What you return should be every line below, word for word, and none of the images.

[[ TASK DATA open ]]

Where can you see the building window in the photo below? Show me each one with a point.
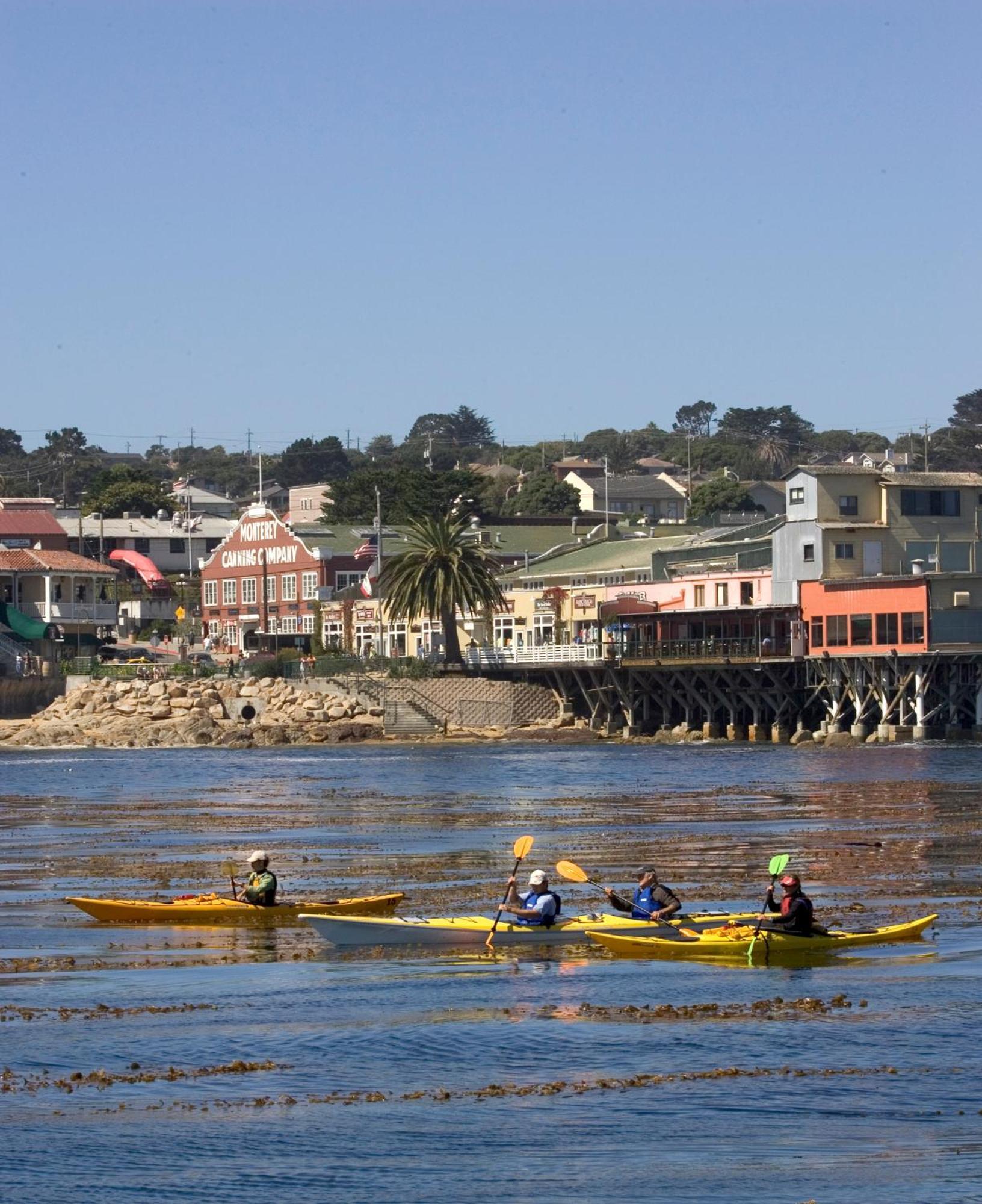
(862, 630)
(938, 503)
(913, 628)
(838, 630)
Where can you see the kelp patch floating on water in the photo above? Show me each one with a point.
(558, 1088)
(100, 1012)
(14, 1083)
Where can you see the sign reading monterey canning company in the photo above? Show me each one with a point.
(261, 532)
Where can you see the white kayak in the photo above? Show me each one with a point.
(472, 930)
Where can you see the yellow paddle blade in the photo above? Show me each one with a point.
(572, 872)
(524, 847)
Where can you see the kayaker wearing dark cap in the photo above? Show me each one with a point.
(795, 912)
(539, 905)
(261, 889)
(653, 900)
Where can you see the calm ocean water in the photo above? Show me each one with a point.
(250, 1042)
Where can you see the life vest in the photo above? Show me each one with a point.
(269, 895)
(804, 923)
(529, 900)
(644, 905)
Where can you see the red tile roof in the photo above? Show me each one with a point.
(23, 562)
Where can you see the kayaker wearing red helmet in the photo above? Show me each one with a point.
(795, 912)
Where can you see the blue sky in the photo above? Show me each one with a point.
(312, 219)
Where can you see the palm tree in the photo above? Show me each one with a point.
(445, 570)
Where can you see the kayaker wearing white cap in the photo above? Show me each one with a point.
(539, 905)
(653, 900)
(262, 887)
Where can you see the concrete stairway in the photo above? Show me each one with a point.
(411, 717)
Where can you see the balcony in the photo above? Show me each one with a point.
(97, 613)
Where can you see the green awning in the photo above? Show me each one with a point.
(22, 624)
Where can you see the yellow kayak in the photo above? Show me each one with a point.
(215, 910)
(733, 942)
(474, 930)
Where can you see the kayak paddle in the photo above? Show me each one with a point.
(522, 851)
(575, 874)
(228, 867)
(778, 866)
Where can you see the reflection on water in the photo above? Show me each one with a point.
(350, 1076)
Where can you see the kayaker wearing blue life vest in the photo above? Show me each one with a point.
(539, 905)
(653, 900)
(795, 913)
(261, 889)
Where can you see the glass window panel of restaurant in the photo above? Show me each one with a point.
(837, 634)
(861, 630)
(913, 628)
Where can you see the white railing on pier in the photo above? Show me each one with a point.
(541, 654)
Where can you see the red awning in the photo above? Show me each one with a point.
(628, 606)
(144, 565)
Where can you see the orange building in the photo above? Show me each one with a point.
(866, 617)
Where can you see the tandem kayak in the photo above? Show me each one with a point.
(212, 910)
(733, 942)
(474, 930)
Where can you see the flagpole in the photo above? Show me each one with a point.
(378, 546)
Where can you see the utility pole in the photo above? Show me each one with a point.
(378, 563)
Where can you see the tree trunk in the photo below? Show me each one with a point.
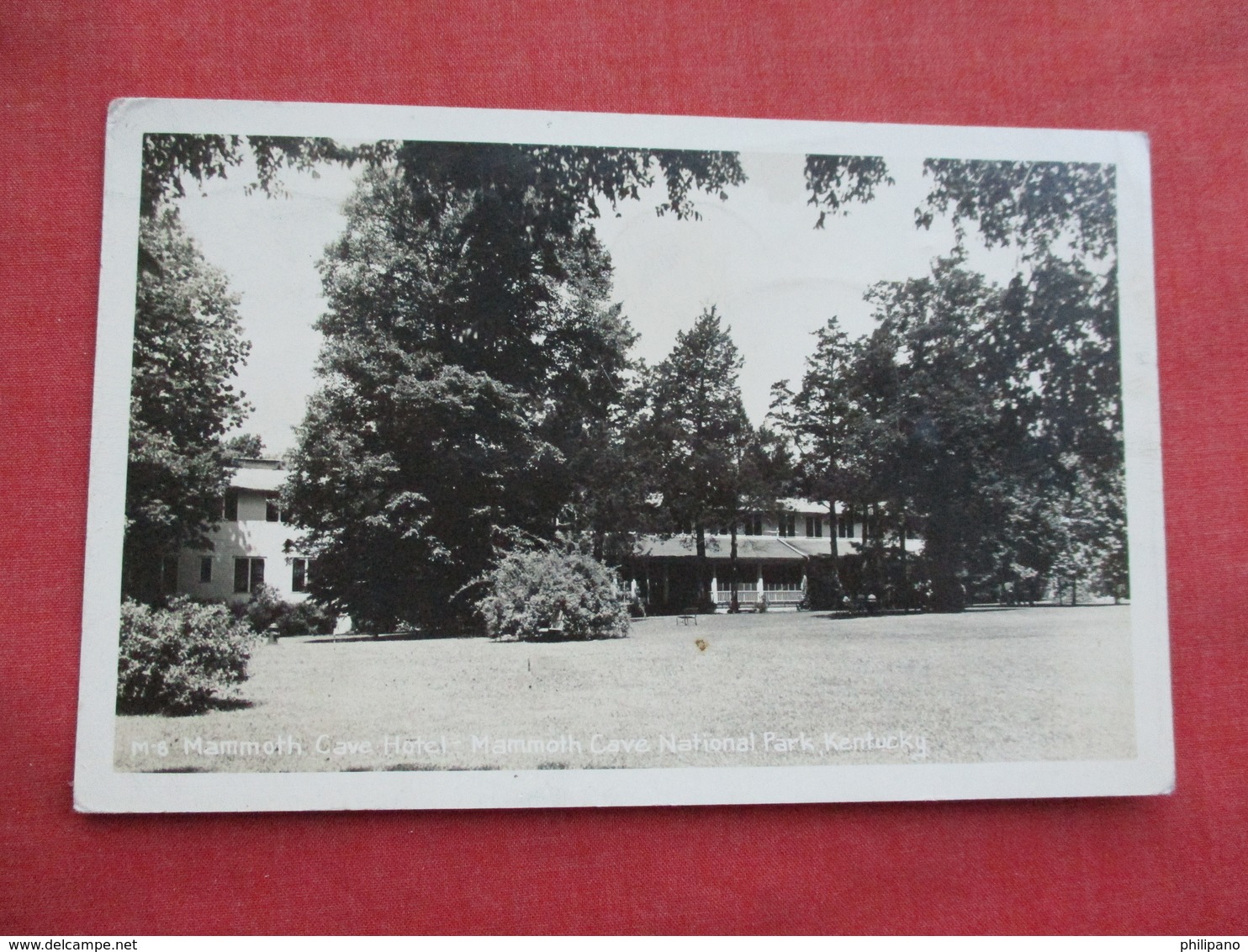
(834, 580)
(902, 558)
(703, 587)
(948, 591)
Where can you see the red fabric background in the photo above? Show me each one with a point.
(1177, 69)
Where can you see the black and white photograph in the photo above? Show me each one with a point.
(452, 458)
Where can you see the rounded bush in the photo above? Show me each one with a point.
(553, 595)
(266, 606)
(180, 659)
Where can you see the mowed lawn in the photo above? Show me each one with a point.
(985, 685)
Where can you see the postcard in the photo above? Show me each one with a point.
(463, 458)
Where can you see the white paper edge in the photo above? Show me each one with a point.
(98, 787)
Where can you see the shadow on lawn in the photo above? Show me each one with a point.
(394, 637)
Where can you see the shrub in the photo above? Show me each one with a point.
(178, 659)
(266, 606)
(534, 590)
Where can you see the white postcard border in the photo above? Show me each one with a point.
(100, 789)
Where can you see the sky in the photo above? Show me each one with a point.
(758, 257)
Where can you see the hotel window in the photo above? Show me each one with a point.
(169, 574)
(845, 524)
(299, 574)
(249, 574)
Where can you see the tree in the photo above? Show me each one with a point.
(960, 417)
(1042, 209)
(188, 348)
(699, 427)
(245, 446)
(473, 368)
(758, 469)
(822, 420)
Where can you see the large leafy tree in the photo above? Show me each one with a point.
(188, 348)
(827, 423)
(698, 430)
(473, 368)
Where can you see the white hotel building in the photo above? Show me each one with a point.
(251, 546)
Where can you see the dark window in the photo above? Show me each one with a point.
(169, 574)
(299, 574)
(249, 574)
(845, 524)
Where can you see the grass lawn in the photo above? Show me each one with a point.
(986, 685)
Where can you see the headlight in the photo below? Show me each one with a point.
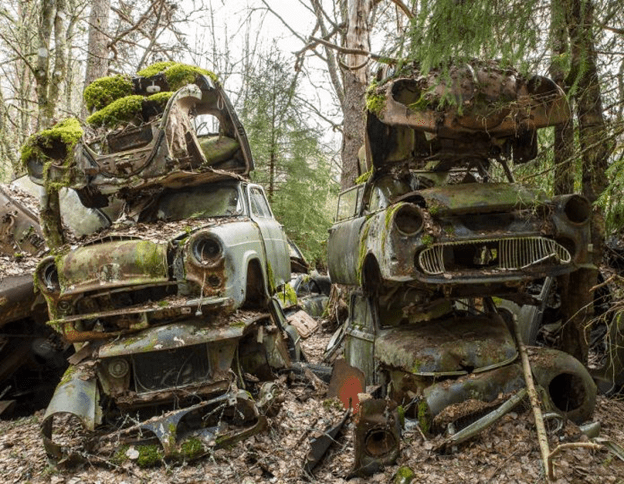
(206, 250)
(118, 368)
(48, 275)
(577, 209)
(408, 219)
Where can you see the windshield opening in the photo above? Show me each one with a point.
(204, 201)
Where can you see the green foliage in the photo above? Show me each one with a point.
(120, 111)
(375, 100)
(161, 98)
(177, 75)
(154, 69)
(447, 31)
(277, 124)
(56, 142)
(127, 109)
(611, 200)
(103, 91)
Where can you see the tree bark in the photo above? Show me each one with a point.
(577, 300)
(59, 71)
(355, 81)
(564, 134)
(43, 63)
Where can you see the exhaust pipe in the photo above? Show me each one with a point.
(569, 388)
(377, 436)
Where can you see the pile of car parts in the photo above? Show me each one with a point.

[[ TASK DATA closed ]]

### OUTPUT BELOW
Where can you see the building window in the photo below? Show me each one with a point.
(862, 630)
(938, 503)
(913, 628)
(838, 630)
Where can you see the kelp patch floating on water in the photo above? Show me each one with a point.
(558, 1088)
(100, 1012)
(14, 1083)
Where can you see the sign reading monterey canning company in the photo above? Show me each one with a point.
(261, 532)
Where can you see the white kayak in the photo above? Show me each one with a point.
(472, 930)
Where can you see the yellow paddle blade in the photo above? Show me each one with a point.
(572, 872)
(524, 847)
Where can you see the kayaker wearing dark cap in the photo above? Show me each one with a point.
(795, 912)
(539, 905)
(261, 889)
(653, 900)
Where can you see the calm ocean water in the photo above? Show me each one with a point.
(250, 1042)
Where can you see the life vest in the photo above? Show me each one with a point.
(269, 895)
(804, 923)
(529, 900)
(644, 905)
Where can you see the red tile roof in the photo above? Show me each one with a point.
(23, 562)
Where can you see the kayaker wearing red helmet in the photo above? Show me each one with a point.
(795, 912)
Where can you see the blue sky in the photo above? Show me each one with a point.
(312, 219)
Where can you see the palm tree in the photo above? Show me each one with a point.
(445, 570)
Where can you see the kayaker wearing white cap in the photo above? Show me each one with a point.
(539, 905)
(653, 900)
(262, 887)
Where can you see the concrete stairway in the photo above? Show me each one with a point.
(411, 717)
Where can you see the balcony in the photo above? Show me each one with a point.
(97, 613)
Where can you see the green awning in the photo above? Show me each one with a point.
(22, 624)
Where can you see the yellow kayak in the photo above? Show me each one with a point.
(215, 910)
(733, 942)
(474, 930)
Where can you see the kayak paddle in the photo above? Show me each one with a point.
(522, 851)
(575, 874)
(228, 867)
(778, 866)
Where can you see the reflection on water in the photo above? Show me each one with a point.
(350, 1076)
Where can you see the kayaker wearing blue life vest in the photo above? Show me each one with a point.
(539, 905)
(653, 900)
(795, 913)
(261, 889)
Where can you see the glass window panel of restaurant in the photo above? Show me each one with a point.
(837, 634)
(861, 630)
(913, 628)
Where can you see the white railing on pier in the photo above? Show me each one with a point.
(541, 654)
Where can you see the red awning in the photo above? Show me each one with a point.
(628, 606)
(144, 565)
Where can you see the orange building in the photo above? Show me each one with a point.
(866, 617)
Where can you see the tandem kayak in the photo above? Show me each one with a point.
(212, 910)
(733, 942)
(474, 930)
Where can you see the flagpole in the photo above? Show me each one with a point.
(378, 546)
Where can you see the utility pole in the photo above? Show me each one with a point.
(378, 563)
Where can you see the tree trunk in the photo below? Show me each one with a point.
(834, 580)
(902, 558)
(703, 587)
(948, 591)
Where can you see the red fabric background in the photo above? Show me each one with a point.
(1177, 69)
Where can you see the black and white photograph in the photo above? Show me each one with a point.
(452, 458)
Where can you see the rounded bush in the photo above? Show me each one with a point.
(553, 595)
(266, 606)
(180, 659)
Where can you see the mowed lawn in the photo above? Show me each one with a point.
(985, 685)
Where can you see the postcard in the photo above? Show me each one with a point.
(463, 458)
Where can you see the white paper edge in the photo above? Show me each one with a point.
(98, 787)
Where can you see the shadow on lawn in the photo above? Show me each one with a point.
(394, 637)
Where can you see the shrub in the photo above? Show me each one with a point.
(178, 659)
(266, 606)
(534, 590)
Where can you see the white postcard border in the photo above? Show me each one with a point.
(100, 789)
Where can you see the sky in the photo above? Show me each one with a point.
(758, 257)
Where can you see the hotel window in the photo above? Show me each one with a point.
(169, 574)
(845, 524)
(299, 574)
(249, 574)
Where can you see the tree in the photo above? Show me each one with a point.
(960, 417)
(1042, 209)
(188, 348)
(699, 427)
(245, 446)
(473, 368)
(758, 469)
(822, 420)
Where can you see the large leafy tree in the photo above? Show me each one with a point.
(188, 348)
(827, 423)
(698, 430)
(473, 368)
Where can you see the white hotel building in the photo above? Show me each one with a point.
(251, 546)
Where can you see the dark window in the photo above? Show me each one with a point.
(169, 574)
(299, 574)
(249, 574)
(845, 524)
Where can you see the grass lawn in the photo above? Show me each one with a point.
(986, 685)
Where can you see the headlight in the photo below? Show me each one with a point.
(206, 250)
(118, 368)
(48, 275)
(577, 209)
(408, 219)
Where can you see the windshield opening in the photo above? Show me each one with a point.
(204, 201)
Where can you see the green foliage in the photo above? Show me each one with a point.
(120, 111)
(375, 100)
(161, 98)
(177, 75)
(154, 69)
(447, 31)
(277, 124)
(56, 142)
(127, 109)
(611, 200)
(103, 91)
Where can you see the tree bark in the photo above? Show me each one with a point.
(577, 300)
(59, 71)
(355, 81)
(564, 134)
(43, 63)
Where can you see the exhaust pipe in the photo above? Show me each one with a point.
(569, 388)
(377, 436)
Where can you see the pile of car parts in the photo above? Show me each one with a point.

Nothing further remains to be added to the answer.